Task objective: Please translate this sentence from the text on Nike's quarter into Spanish: "Digital penetration moved past the 30 percent milestone reached in the fiscal first quarter."
-- Page text follows --
The quarter marked the launch of SNKRS Live, Nike’s first-ever product drop via livestreaming that sold out in under two minutes.
Nike also hosted its first Member Days, which offered members globally first access to rewards for activity and personalized exclusives across stores and digital. The event reached over 60 million members across 25 countries, supporting higher conversion for the quarter. Said Donahoe, “What we know is more engaged consumers buy more.”
Faster Recovery Than Expected
Friend said Nike is “recovering faster” than expected. He said, ‘Consumer engagement with our Brands continues to grow in frequency and depth, through the power of our product franchises and fresh storytelling delivered through improved digital and physical experiences.”
Among the accomplishments Friend cited was reducing inventories to “a healthy and normalized level” at the quarter’s end and its third straight quarter of roughly 80 percent online growth. Digital penetration moved past the 30 percent milestone reached in the fiscal first quarter. The online growth was helped by improving product availability through search optimization, moving inventory across marketplace channels, and increasing digital fulfillment capacity through scale and automation. He also cited the benefits of cost containment efforts and commitment to innovation.
Friend said, “Despite the short-term uncertainty, we are managing the business and making decisions for the long-term. Consumer interest in sport, fitness, health and wellness has never been greater and Nike’s market opportunity is as large as ever.”
Looking ahead, Nike increased its full-year outlook and now expects low-teens growth for its full fiscal year. Previously, Nike predicted high single-digits to low double-digits. Said Friend, “In the second half, we will continue to take a cautious approach to supply and demand to maintain healthy marketplace inventory amidst continued uncertainty and to ensure that we set a strong foundation for growth and profitability in fiscal year 2022 and beyond.”
Gross margins are expected to expand up to fifty basis points versus the prior year, including 35 basis points of foreign exchange headwinds. Gross margins previously had been expected to be flat. Friend said the improved margin outlook reflected the stronger than planned return to normalized inventory levels and lower than expected markdown activity across its portfolio. Quarterly sequential improvement is expected, with Q3 gross margin expansion to be roughly flat versus the prior year.
-- Page text concluded --
-- Data provided follows --
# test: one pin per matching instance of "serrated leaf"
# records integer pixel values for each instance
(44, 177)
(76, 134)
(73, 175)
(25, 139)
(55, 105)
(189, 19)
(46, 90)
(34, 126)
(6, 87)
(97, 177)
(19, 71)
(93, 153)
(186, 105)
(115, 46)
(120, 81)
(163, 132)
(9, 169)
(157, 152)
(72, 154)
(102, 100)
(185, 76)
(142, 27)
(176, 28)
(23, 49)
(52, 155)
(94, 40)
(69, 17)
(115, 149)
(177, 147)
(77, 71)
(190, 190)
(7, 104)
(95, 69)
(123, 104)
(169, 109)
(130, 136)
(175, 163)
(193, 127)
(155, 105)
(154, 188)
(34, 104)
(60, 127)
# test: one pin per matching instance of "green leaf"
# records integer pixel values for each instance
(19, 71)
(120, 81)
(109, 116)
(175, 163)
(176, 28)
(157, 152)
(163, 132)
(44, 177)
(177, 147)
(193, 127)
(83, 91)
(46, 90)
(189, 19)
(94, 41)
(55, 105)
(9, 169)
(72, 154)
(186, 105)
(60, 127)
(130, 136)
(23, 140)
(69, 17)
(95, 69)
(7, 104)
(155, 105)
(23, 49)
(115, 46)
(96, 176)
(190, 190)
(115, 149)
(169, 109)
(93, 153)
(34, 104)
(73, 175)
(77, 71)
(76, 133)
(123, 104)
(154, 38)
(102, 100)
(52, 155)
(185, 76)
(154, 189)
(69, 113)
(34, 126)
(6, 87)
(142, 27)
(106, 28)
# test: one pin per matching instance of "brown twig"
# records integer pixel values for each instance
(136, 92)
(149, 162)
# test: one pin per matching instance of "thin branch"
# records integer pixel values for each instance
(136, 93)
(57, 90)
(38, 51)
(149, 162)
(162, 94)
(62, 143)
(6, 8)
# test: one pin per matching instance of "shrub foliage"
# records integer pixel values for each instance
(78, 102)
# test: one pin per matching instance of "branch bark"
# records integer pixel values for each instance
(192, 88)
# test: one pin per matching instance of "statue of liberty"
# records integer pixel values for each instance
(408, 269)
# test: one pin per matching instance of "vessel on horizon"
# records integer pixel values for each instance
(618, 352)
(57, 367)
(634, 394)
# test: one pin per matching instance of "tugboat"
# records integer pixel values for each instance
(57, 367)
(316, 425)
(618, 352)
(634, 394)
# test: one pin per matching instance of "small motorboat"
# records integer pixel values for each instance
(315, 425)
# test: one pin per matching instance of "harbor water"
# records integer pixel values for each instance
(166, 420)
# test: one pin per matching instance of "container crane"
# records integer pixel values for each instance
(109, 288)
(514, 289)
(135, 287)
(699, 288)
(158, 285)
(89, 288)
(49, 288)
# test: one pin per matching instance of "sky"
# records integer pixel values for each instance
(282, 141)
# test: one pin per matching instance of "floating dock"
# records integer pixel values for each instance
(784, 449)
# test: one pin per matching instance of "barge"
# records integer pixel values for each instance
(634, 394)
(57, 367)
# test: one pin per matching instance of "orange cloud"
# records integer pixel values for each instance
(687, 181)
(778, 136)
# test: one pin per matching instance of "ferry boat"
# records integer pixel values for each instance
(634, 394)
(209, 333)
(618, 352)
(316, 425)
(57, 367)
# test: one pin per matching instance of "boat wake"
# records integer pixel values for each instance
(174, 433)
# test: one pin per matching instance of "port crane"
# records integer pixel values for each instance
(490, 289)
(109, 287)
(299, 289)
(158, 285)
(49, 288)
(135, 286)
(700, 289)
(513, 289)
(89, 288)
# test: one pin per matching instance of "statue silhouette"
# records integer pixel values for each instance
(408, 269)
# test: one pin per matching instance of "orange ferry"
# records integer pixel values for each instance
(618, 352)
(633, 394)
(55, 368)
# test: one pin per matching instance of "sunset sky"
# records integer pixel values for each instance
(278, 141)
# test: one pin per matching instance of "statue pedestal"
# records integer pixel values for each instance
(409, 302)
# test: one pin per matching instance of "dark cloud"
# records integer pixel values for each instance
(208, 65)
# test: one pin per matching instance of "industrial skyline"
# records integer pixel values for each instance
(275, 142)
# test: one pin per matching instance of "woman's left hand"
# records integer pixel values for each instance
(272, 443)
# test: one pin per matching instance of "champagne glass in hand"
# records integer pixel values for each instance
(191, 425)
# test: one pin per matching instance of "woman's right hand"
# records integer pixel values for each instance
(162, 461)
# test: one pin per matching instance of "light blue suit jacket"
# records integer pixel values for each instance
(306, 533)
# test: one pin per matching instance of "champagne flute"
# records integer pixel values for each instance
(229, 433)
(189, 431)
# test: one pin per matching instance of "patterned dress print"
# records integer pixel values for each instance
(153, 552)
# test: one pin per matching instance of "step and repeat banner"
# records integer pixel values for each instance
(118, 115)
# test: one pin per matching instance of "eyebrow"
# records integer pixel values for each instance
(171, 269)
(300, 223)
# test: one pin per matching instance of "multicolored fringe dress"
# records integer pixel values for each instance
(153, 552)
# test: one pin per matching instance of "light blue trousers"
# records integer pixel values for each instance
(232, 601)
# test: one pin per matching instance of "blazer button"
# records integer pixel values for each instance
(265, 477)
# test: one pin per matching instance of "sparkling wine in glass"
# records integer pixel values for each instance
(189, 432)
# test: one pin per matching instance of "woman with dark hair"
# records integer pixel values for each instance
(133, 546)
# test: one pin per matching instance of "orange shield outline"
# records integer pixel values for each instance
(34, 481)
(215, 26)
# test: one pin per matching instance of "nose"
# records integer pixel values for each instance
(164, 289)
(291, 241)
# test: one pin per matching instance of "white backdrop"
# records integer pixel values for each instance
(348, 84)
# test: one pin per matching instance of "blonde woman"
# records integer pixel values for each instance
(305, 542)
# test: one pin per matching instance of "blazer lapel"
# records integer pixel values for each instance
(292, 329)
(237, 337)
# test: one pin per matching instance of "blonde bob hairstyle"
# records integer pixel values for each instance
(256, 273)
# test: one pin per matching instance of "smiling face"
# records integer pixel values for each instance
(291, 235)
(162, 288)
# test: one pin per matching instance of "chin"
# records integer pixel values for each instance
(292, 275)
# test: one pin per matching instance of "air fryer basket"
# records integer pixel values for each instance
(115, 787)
-- Data provided concluded --
Answer area: La penetración digital superó el hito del 30 por ciento alcanzado en el primer trimestre fiscal.